QUOTED PASSAGE
···

The Landing Craft Tank (Rocket) or LCT(R) was developed from the British Mk.2 and Mk.3 Landing Craft Tank (LCT) during the Second World War. It was designed to saturate beaches with either 972 or 1,044 rockets prior to the landing of troops. Used by both British and U.S. forces, the craft saw service in the Normandy landings, the Mediterranean and the Far East.

==Design==

The front loading door was welded shut and an additional deck installed above the tank storage bay to provide a mounting for the rocket launching racks. The resulting storage space below the deck (formerly the tank deck) was informally subdivided with canvas sheets to provide additional crew space. These were later updated with wooden partitions. The craft was also fitted with a Type 970 radar set whose primary use was for rangefinding, but was also successfully used for navigation. Generally propulsion was provided by Paxman diesel engines, however, others were used due to availability. Some U.S. craft were fitted with petrol (gasoline) engines.

···

Stored items

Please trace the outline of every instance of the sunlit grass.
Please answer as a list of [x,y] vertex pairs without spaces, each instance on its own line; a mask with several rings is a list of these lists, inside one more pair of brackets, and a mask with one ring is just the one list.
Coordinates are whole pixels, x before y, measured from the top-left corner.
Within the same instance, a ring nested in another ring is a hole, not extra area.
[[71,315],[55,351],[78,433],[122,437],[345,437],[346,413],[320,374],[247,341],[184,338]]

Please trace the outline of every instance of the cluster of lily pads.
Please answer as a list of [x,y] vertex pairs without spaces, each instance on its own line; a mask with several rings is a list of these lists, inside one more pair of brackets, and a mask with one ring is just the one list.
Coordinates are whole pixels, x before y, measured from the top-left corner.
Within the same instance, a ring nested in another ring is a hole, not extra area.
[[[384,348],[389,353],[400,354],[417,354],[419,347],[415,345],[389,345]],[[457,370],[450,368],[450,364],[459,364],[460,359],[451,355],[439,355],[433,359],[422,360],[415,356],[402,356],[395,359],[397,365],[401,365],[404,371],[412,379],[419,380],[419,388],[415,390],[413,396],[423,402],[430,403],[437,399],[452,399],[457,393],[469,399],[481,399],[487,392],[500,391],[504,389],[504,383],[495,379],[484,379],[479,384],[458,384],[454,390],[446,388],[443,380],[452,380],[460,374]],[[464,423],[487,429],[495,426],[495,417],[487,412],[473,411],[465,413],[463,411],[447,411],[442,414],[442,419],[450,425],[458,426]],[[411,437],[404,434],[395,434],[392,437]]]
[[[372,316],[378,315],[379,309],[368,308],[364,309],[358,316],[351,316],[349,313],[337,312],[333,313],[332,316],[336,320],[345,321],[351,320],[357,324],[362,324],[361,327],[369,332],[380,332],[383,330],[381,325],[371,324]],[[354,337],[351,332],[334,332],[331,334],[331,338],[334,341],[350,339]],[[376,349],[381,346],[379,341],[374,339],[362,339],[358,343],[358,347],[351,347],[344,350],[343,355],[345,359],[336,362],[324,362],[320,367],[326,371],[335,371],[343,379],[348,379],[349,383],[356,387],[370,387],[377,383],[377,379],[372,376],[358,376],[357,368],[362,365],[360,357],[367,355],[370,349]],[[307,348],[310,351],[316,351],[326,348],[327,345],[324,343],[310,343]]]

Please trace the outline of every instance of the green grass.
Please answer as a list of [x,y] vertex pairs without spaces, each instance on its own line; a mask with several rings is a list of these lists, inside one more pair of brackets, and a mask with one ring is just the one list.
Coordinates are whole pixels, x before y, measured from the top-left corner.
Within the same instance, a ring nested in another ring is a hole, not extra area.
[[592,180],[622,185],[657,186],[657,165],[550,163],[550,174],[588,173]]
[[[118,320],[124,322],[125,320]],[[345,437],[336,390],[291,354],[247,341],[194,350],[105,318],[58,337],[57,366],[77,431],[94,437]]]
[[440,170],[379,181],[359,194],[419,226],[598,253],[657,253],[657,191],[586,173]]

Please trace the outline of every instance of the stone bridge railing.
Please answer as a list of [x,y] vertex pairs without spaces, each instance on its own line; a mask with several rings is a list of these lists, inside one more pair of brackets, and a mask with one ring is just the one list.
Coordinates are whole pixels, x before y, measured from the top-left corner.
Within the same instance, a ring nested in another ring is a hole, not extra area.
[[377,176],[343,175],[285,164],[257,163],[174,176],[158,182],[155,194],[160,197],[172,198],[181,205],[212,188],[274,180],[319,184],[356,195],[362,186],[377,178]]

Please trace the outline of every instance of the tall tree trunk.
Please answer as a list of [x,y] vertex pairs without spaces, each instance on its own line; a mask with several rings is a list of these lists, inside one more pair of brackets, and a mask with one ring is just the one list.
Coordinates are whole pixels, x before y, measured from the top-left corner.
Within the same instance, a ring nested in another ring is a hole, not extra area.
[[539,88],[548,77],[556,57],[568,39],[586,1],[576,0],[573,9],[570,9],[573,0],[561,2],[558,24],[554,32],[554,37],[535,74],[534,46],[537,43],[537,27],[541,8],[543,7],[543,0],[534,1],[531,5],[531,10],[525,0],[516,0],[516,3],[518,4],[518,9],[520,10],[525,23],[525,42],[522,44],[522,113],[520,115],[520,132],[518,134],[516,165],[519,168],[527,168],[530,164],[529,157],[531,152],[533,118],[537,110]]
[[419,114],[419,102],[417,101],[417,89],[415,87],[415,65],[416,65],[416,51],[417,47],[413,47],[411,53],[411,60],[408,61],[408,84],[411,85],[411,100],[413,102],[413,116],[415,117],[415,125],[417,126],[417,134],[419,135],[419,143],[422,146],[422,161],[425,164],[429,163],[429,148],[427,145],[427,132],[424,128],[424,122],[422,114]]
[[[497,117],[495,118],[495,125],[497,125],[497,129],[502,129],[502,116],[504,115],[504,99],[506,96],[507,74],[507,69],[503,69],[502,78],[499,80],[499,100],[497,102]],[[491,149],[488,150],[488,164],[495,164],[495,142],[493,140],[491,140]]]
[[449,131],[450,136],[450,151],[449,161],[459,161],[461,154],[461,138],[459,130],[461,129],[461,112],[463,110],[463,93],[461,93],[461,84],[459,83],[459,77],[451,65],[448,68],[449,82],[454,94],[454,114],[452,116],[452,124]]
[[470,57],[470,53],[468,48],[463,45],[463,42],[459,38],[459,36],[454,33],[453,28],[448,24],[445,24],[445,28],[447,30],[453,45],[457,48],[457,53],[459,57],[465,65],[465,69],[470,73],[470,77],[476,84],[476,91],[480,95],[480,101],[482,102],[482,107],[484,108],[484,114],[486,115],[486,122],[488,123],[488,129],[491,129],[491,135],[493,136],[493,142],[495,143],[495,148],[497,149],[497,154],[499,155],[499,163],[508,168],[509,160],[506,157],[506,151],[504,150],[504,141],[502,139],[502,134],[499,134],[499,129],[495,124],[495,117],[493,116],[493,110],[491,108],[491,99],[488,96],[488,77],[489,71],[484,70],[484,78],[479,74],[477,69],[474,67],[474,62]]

···

EXERCISE INSTRUCTIONS
1. Decide whether each statement below agrees with the passage about the LCT(R): (a) The LCT(R) was used only by British forces. (b) The canvas sheets dividing the space below the deck were later replaced with wooden partitions. (c) The Type 970 radar set was used only for rangefinding. Answer yes or no for each, and quote the deciding words from the passage.
2. According to the passage about the LCT(R), what was done to the front loading door?

REPLIES
1.
(a) No: "Used by both British and U.S. forces"
(b) Yes: "These were later updated with wooden partitions."
(c) No: "but was also successfully used for navigation"

2. It was welded shut.